PAGE EXCERPT »
AI Agents April 19, 2026 · 4 min read · By Forum Desk

Lab Study: Humans Treat AI Agents Like Rational Allies — And That's a Security Problem

A new controlled experiment finds people play more cooperatively against LLMs than against other humans in a strategic game. Schneier flags the finding for every team designing systems where agents and humans operate side-by-side.

  • #ai-agents
  • #human-factors
  • #identity
Two people shaking hands in an office, illustrating trust and cooperation dynamics

A monetarily-incentivised laboratory experiment published this week — flagged by Schneier on April 16 — found that humans behave systematically differently when they believe they are playing against an LLM instead of another human. In a multi-player p-beauty contest game, participants chose numbers closer to the Nash equilibrium against LLM opponents than against human ones. In plain language: they assumed the machine would play rationally and cooperatively, and adjusted their own moves to match.

Why this matters outside the lab

The p-beauty contest is a classic economics game, but the mechanism it exposes — humans mentally crediting a machine opponent with rationality and good-faith cooperation — is the same mechanism that shows up in every mixed-initiative system security teams are now shipping to production. Three concrete places this lands:

  • Code review with an AI agent in the loop. Dark Reading’s coverage of agentic coding tools (linked above) already flags the pattern: reviewers approve agent-authored PRs faster and with less scrutiny than identical PRs from a junior human. The lab result generalises that observation.

DATASET »
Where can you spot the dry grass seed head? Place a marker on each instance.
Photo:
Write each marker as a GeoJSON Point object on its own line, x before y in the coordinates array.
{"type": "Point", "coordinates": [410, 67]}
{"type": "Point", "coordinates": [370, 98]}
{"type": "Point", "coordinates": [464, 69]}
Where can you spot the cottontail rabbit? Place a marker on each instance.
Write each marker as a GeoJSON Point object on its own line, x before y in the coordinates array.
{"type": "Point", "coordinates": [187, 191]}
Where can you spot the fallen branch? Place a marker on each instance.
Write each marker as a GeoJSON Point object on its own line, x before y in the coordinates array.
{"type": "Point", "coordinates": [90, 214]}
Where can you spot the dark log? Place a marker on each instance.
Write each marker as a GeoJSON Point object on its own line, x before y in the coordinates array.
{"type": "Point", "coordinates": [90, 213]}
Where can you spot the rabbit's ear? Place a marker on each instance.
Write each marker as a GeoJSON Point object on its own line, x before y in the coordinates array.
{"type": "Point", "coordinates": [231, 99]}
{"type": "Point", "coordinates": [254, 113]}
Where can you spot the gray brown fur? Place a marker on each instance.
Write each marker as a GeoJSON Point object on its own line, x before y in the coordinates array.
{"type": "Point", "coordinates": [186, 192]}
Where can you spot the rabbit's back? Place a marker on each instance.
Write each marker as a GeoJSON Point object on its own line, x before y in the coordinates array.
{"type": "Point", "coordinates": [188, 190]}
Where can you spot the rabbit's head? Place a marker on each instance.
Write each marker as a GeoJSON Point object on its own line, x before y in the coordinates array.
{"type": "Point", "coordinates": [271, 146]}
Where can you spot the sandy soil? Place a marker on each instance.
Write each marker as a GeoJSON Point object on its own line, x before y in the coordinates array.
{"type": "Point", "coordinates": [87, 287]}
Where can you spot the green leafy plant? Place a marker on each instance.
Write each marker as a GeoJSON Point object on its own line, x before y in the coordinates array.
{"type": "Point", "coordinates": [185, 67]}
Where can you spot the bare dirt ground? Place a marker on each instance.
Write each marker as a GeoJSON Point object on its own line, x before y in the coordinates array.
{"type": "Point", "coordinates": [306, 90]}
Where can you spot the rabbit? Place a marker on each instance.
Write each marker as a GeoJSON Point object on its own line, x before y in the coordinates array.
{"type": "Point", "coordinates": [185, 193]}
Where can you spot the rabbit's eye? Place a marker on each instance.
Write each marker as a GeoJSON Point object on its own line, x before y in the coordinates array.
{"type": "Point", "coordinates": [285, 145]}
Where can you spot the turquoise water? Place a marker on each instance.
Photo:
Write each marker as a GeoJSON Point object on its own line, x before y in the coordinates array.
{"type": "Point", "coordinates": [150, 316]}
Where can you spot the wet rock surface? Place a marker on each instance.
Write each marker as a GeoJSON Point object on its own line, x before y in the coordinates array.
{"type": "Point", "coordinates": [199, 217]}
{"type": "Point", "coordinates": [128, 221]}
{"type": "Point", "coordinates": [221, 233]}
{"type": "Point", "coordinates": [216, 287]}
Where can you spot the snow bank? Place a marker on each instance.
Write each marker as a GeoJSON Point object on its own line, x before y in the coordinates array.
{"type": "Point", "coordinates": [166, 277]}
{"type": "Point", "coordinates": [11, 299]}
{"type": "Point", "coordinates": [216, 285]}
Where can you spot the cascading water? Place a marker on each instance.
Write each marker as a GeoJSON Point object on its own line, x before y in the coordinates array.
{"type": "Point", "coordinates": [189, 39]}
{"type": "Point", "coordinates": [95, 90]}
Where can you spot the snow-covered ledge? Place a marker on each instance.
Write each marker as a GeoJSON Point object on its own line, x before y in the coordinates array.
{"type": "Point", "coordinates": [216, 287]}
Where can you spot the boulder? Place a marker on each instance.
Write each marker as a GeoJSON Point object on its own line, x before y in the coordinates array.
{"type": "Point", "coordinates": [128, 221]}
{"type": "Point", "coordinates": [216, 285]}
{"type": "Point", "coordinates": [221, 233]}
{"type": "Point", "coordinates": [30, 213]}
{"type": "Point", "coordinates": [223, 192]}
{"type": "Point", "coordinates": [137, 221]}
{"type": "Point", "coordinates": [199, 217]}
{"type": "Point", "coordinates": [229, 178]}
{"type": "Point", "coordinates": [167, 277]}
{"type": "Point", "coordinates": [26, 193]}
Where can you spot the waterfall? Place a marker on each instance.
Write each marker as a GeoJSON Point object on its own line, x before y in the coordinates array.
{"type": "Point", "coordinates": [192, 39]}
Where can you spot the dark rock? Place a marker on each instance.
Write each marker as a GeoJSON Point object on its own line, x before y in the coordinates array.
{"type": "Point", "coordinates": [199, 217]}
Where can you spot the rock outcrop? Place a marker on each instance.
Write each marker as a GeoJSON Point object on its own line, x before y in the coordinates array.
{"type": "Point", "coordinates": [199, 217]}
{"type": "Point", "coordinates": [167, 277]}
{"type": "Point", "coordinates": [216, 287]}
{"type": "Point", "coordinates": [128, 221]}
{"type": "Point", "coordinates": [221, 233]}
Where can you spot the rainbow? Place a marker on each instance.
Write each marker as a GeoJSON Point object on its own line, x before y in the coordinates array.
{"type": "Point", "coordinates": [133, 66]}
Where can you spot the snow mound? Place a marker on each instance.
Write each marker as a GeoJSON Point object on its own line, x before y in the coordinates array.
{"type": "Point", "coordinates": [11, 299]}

INSTRUCTIONS »
1. In the article on humans treating AI agents as rational allies, what game did participants play in the experiment?
2. Continue the article on humans treating AI agents as rational allies, starting after its last sentence.

ANSWERS FOR THE EXERCISE »
1. A multi-player p-beauty contest game.

2.
  • SOC triage. If an agent co-pilots a human analyst’s investigation, and the analyst extends the same “rational and cooperative” inference to the agent’s suggestions, false negatives get a new propagation path — one where the analyst isn’t actually skipping work, they’re trusting a teammate that doesn’t exist.
  • Delegated authority. Anywhere a human signs off on an agent’s proposed action (a refund, a firewall rule, a deploy), the default trust calibration is probably too high.

The identity angle

Schneier’s framing — humans attribute rationality and cooperativeness to LLMs — is the human-factors mirror of the machine-identity problem we covered earlier this week. Security programmes are getting good at instrumenting what agents do, but the human-in-the-loop control is only as strong as the human’s scepticism, and this study suggests that scepticism is quietly being eroded by the interaction model itself.

Practical moves

  • Rename the audit log. If your UX says “AI assistant suggested” instead of “agent #443 proposed action requiring confirmation”, you are leaning on the trust bias the study documents. Shift the language toward the identity frame.
  • Force a second-party confirmation for high-impact agent actions. Not a checkbox the same human clicks, but a genuinely separate reviewer. The lab finding predicts the same human will under-scrutinise.
  • Measure acceptance rate as a risk signal. If your team’s acceptance rate of agent suggestions trends up while the action set stays constant, that’s probably the trust drift this study predicts — not the agent getting better.

Schneier’s full post links to the underlying arXiv preprint for teams that want to run the numbers themselves.